Assignment
Transcribe each record exactly, but omit pictures.

Material for the task

▼

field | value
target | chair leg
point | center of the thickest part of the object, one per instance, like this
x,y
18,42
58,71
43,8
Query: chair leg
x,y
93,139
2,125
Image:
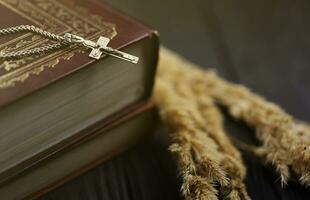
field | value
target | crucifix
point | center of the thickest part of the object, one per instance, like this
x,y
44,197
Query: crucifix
x,y
100,47
97,48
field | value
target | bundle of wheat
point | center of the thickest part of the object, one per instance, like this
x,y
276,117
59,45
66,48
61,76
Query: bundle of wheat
x,y
210,166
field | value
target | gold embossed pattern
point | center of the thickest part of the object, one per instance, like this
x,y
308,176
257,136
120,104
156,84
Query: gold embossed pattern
x,y
54,16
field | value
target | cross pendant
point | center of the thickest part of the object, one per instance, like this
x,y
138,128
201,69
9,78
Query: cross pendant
x,y
100,47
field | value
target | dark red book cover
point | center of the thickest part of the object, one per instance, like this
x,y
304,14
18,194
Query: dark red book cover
x,y
87,18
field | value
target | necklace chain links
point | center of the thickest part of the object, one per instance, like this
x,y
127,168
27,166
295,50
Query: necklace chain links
x,y
63,41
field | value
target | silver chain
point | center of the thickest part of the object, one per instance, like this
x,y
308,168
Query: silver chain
x,y
97,48
62,41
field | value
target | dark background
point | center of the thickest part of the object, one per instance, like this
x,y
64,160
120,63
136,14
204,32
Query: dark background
x,y
263,44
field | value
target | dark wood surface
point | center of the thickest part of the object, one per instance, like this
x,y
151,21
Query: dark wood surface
x,y
263,44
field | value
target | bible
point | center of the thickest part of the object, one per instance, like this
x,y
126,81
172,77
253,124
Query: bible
x,y
47,101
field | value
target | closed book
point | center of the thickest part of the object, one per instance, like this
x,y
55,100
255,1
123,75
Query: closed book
x,y
100,142
47,100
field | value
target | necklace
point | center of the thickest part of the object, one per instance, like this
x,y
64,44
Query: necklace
x,y
97,48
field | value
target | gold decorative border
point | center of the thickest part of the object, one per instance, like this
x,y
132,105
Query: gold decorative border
x,y
57,16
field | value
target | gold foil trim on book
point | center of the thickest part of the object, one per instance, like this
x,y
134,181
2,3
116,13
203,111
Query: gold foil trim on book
x,y
56,16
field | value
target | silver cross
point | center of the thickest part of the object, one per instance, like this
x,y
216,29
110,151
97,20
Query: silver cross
x,y
100,47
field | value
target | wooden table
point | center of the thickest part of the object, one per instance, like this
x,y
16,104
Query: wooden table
x,y
263,44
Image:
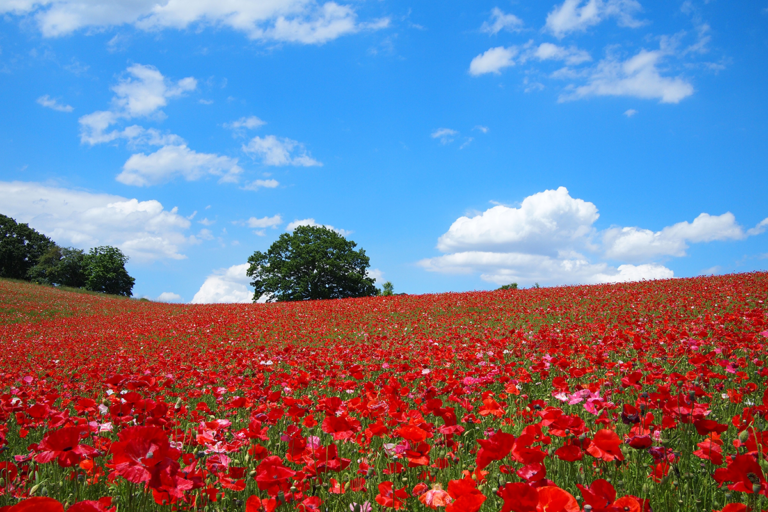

▲

Response below
field | value
target | chair leg
point | center of the thickest part of the object, one per instance, like this
x,y
18,42
58,71
43,8
Query: chair leg
x,y
93,139
2,125
Image:
field | value
target | crucifix
point | center of the thickest part of the object, one per instance, like this
x,y
44,197
Query: crucifix
x,y
100,47
97,48
field | value
target | bundle of wheat
point | center of the thickest part of the object, one per instance, like this
x,y
276,117
59,45
66,48
61,76
Query: bundle of wheat
x,y
210,166
field | value
target | gold embossed pattern
point | center of the thickest part of the object, one per instance, like this
x,y
308,176
257,136
120,104
156,84
Query: gold embossed pattern
x,y
54,16
field | value
target | cross pendant
point | center of the thickest part of the object, one per instance, like this
x,y
138,128
201,69
9,78
Query: cross pendant
x,y
100,47
field | value
target | dark red book cover
point | center of the thickest part of the object, one per instance, like this
x,y
304,14
18,194
Query: dark red book cover
x,y
87,18
field | value
target | necklace chain links
point | center of the thickest part of the object, one per instance, like this
x,y
127,168
27,166
295,50
Query: necklace chain links
x,y
63,41
field | value
target | silver chain
point | center of the thickest part of the object, one per instance, like this
x,y
308,168
Query: silver chain
x,y
97,48
62,41
field | value
target | dark background
point | center of the thickest part of the object, one per instance, like this
x,y
64,160
120,63
136,14
204,32
Query: dark background
x,y
263,44
field | value
target | dark wood surface
point | center of the thickest part of the object, one per instance, like this
x,y
151,21
Query: dark wood surface
x,y
263,44
field | value
target | bible
point | center of the thickest part of the object, one per instance, like this
x,y
126,81
172,77
253,124
Query: bible
x,y
47,101
field | value
target | closed book
point | center of the thickest part of the object, one per instance, like this
x,y
55,100
255,1
123,75
Query: closed book
x,y
100,142
47,100
field | value
target | necklace
point | center of the thickest part of the object, one per instance, like this
x,y
64,44
Query: necklace
x,y
97,48
field | value
target | gold decorative border
point | center of the thickest part of the object, one per instance, like this
x,y
132,105
Query: gold decorative border
x,y
57,16
field | value
target | gold foil trim on book
point | center of the thickest part of the object, one per instance, like this
x,y
134,181
2,3
116,13
203,111
Query: gold foil trim on book
x,y
56,16
field | value
target | silver cross
point | center of the thickest part of the object, one per instance, like this
x,y
216,29
110,151
97,20
Query: silver cross
x,y
100,47
field | value
target | wooden table
point | center of the thickest part of the object, one per instance, like this
x,y
16,104
Query: wooden table
x,y
263,44
Image:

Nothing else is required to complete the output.